--- EXCERPTED RECORDS Enclosed Below ---

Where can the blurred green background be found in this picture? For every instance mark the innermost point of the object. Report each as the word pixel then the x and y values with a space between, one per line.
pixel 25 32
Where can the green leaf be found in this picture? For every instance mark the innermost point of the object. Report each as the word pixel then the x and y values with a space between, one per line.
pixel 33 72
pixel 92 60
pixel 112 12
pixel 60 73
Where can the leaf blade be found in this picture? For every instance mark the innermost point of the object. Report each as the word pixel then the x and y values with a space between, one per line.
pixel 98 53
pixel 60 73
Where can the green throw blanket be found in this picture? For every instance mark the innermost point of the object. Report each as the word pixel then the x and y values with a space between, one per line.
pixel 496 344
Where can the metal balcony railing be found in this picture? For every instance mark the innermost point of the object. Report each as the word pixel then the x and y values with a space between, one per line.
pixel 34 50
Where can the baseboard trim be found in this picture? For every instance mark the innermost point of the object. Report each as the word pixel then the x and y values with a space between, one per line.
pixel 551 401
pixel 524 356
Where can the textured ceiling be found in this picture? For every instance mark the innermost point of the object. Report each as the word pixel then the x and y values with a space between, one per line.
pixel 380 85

--- End of Enclosed EXCERPTED RECORDS ---

EXERCISE DIRECTIONS:
Could you write out all the entries word for word?

RESULT OF THE EXERCISE:
Where can the blurred green background be found in this picture? For every instance mark the innermost point of the object. Report each as the word pixel then the x and y values with a space between, one per line.
pixel 25 32
Where can the green leaf be found in this picture? For every instance mark the innermost point of the object. Report each as the word pixel then the x and y values with a space between, one per line.
pixel 33 72
pixel 92 60
pixel 112 12
pixel 60 73
Where can the leaf blade be found in this picture? For every instance mark the innermost point of the object. Report each as the word pixel then the x and y values with a space between, one per line.
pixel 98 53
pixel 60 73
Where can the green throw blanket be found in this picture? For every instance mark the innermost point of the object. Report each as the word pixel then the x and y values with a space between, one per line.
pixel 496 344
Where can the metal balcony railing be found in this picture? For every instance mark the innermost point of the object. Report each as the word pixel then the x and y values with a space between, one per line.
pixel 34 50
Where can the baseboard trim be found in this picture? For every instance mark the innermost point of the object. Report each as the word pixel then the x and y values with a space between, one per line.
pixel 551 401
pixel 524 356
Where can the textured ceiling be found in this picture? For every instance mark the innermost point of the object. Report each as the word pixel then the x and y values with a space between, one per line.
pixel 380 85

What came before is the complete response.